---- SOURCE
I have a question about pointers. I am beginning to grasp the concept, but this particular piece of code is threatening that understanding, and I just want to clear it up.
Please note line "B", which is printf("ptr + %d = %d\n",i, *ptr++); /*<--- B*/
I was under the impression that, since *ptr was initialized to &my_array[0], then *ptr++ (which would translate to "whatever is at the address stored in ptr, add one to it") would print out 23, which is the value at my_array[1].
Yet, it prints out the value at my_array[0], which is 1.
I'm confused as to whether the ++ adds to the address itself (like, 1004 becomes 1005) and, since the integer takes up about 4 bytes of space, it would fall into the range of my_array[0] (because that value, 1, would take up addresses 1001, 1002, 1003, 1004, and since my_array[0] starts out at 1001 and only goes up to 1002, then *ptr++ would still print out my_array[0], which is 1)...
or...
Whether *ptr++ goes from my_array[0] (which is just *ptr) to my_array[1] *ptr++, which is what I originally thought.
Basically, please explain what *ptr++ does to this program in particular. Please explain it to me as though I was a five year old.
I really appreciate it, and here's the code:
#include <stdio.h>
int my_array[] = { 1, 23, 17, 4, -5, 100 };
int *ptr;
int main(void)
{
int i;
ptr = &my_array[0]; /* point our pointer to the first
element of the array */
printf("\n\n");
for (i = 0; i < 6; i++)
{
printf("my_array[%d] = %d ", i, my_array[i]); /*<-- A */
printf("ptr + %d = %d\n", i, *ptr++); /*<--- B*/
}
return 0;
}
--------
> PROMPT A:
Duplicate the records word for word, starting at the line that contains "the ceiling, put" and ending after the line that contains "Target: ceiling".
---- INFORMATION PROVIDED
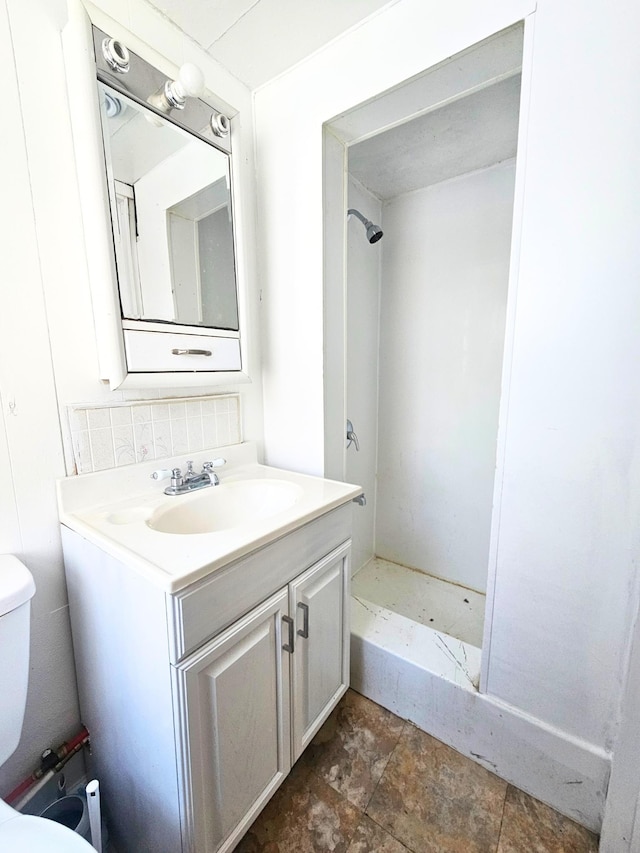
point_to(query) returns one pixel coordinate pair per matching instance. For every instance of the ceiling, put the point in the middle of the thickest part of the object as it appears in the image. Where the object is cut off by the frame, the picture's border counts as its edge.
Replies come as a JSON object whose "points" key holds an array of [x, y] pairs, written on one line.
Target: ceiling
--------
---- INFORMATION PROVIDED
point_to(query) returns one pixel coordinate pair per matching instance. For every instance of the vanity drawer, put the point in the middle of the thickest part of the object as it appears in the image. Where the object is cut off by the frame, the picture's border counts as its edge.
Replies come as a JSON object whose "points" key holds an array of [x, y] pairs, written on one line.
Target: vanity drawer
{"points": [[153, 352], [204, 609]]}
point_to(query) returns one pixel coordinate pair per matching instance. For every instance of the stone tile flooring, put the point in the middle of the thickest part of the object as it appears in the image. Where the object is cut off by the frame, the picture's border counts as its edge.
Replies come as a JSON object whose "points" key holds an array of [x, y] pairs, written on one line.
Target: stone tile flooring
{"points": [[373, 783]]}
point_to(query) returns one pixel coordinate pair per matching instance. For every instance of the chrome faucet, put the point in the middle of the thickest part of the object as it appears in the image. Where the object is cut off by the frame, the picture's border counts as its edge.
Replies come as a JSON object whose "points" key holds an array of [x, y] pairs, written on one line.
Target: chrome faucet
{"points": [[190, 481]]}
--------
> PROMPT B:
In the pointer question, what value does line "B" actually print when the poster expected 23?

> SOLUTION A:
point_to(query) returns one pixel coordinate pair per matching instance. For every instance of the ceiling, put the point in the middle of the thickest part of the object as it appears in the image. Where the object is cut off by the frame, the picture's border counts as its edge.
Replies come as a JSON object whose "points" key holds an array of [x, y] pairs, written on one line.
Target: ceiling

> SOLUTION B:
It prints 1, the value at my_array[0].